┌─ MATERIAL SHOWN

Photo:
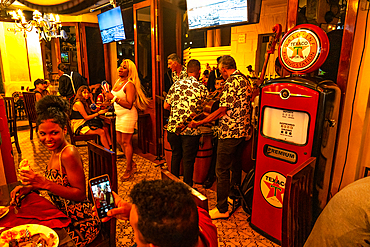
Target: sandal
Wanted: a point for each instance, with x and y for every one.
(127, 175)
(134, 167)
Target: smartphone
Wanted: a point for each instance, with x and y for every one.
(102, 195)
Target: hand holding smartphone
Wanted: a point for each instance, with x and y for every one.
(102, 195)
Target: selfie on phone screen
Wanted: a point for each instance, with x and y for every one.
(102, 193)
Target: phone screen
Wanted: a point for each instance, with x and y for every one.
(102, 195)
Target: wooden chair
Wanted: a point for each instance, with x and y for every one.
(11, 115)
(76, 139)
(103, 161)
(199, 198)
(297, 205)
(30, 106)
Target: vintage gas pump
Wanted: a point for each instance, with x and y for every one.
(296, 121)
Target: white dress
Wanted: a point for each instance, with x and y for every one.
(125, 118)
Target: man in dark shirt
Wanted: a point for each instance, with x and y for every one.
(67, 89)
(212, 77)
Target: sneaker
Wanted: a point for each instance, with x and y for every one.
(209, 182)
(120, 153)
(215, 214)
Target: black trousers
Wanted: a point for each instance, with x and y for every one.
(229, 153)
(183, 148)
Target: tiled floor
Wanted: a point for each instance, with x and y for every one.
(235, 231)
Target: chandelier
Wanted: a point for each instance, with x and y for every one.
(48, 26)
(5, 3)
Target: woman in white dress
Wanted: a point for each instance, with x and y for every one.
(128, 97)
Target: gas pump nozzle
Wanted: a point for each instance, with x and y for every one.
(255, 110)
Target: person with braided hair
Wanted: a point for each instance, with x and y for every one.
(64, 179)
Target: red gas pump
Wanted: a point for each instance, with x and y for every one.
(295, 123)
(6, 146)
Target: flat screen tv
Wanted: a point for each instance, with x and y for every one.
(65, 56)
(208, 14)
(111, 25)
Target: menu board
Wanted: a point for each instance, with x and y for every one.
(285, 125)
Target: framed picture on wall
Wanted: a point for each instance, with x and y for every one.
(65, 56)
(74, 57)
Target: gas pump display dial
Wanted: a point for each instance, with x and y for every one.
(285, 125)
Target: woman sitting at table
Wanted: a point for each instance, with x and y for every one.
(128, 97)
(64, 179)
(84, 121)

└─

## EXERCISE TASK
Please copy all of the data above line for line, omitting the pictures from your answer.

## CORRECT OUTPUT
Photo:
Target: sandal
Wanted: a point for each instance, with x and y for every one.
(127, 175)
(134, 167)
Target: smartphone
Wanted: a point for each instance, with x and y for every one.
(102, 195)
Target: hand holding smartphone
Wanted: a point for each instance, with x and y for every one.
(102, 195)
Target: selfie on phone screen
Wanted: a point for each instance, with x and y for every one.
(102, 193)
Target: phone screen
Wanted: a point for each instance, with x and y for every one.
(102, 195)
Target: wooden chair
Wanted: a point for each instance, with x and y for every one.
(11, 115)
(76, 139)
(103, 161)
(199, 198)
(297, 205)
(30, 106)
Target: vintage gas pump
Wanted: a point for each instance, with x and y for every one.
(296, 121)
Target: white dress
Wanted: a point for each instance, with x and y for every one.
(125, 118)
Target: man in dark shirt
Wanted: a point for each instance, with x and y for every one.
(67, 89)
(212, 77)
Target: sneaker
Wanted: a point for each instance, with x and y for every one.
(209, 182)
(120, 153)
(215, 214)
Target: black trousers
Wanted: a point for each instance, with x and y for every one.
(229, 153)
(183, 148)
Target: tiled floor
Wanted: a point for each instance, with x and y for every one.
(235, 231)
Target: chandelier
Wanted: a point for each instance, with x and y for every one.
(48, 26)
(5, 3)
Target: woman in white dress
Wanted: a point for each instance, with x and y for every one.
(128, 97)
Target: gas pump nozzle
Wanted: a point for each instance, with x and y for every one.
(255, 110)
Target: person with braided hair
Wanted: a point for each instance, with x and y for every one.
(64, 179)
Target: red gas pump
Wanted: a point for each instance, with x and y for every one.
(295, 123)
(6, 146)
Target: flat screen tv
Wanted: a point for each instance, with x and y for every one.
(65, 56)
(208, 14)
(111, 25)
Target: menu board
Wanted: a point for each instance, with x and y for every one.
(285, 125)
Target: framed picture on wall
Wanted: a point for each instance, with x and y for every one.
(65, 56)
(74, 57)
Target: gas pump display dial
Wanted: a point for each instance, with x and y for every one.
(285, 125)
Target: woman sitting at table
Wanted: a point for each instance, with x and y for every one.
(128, 97)
(64, 179)
(84, 121)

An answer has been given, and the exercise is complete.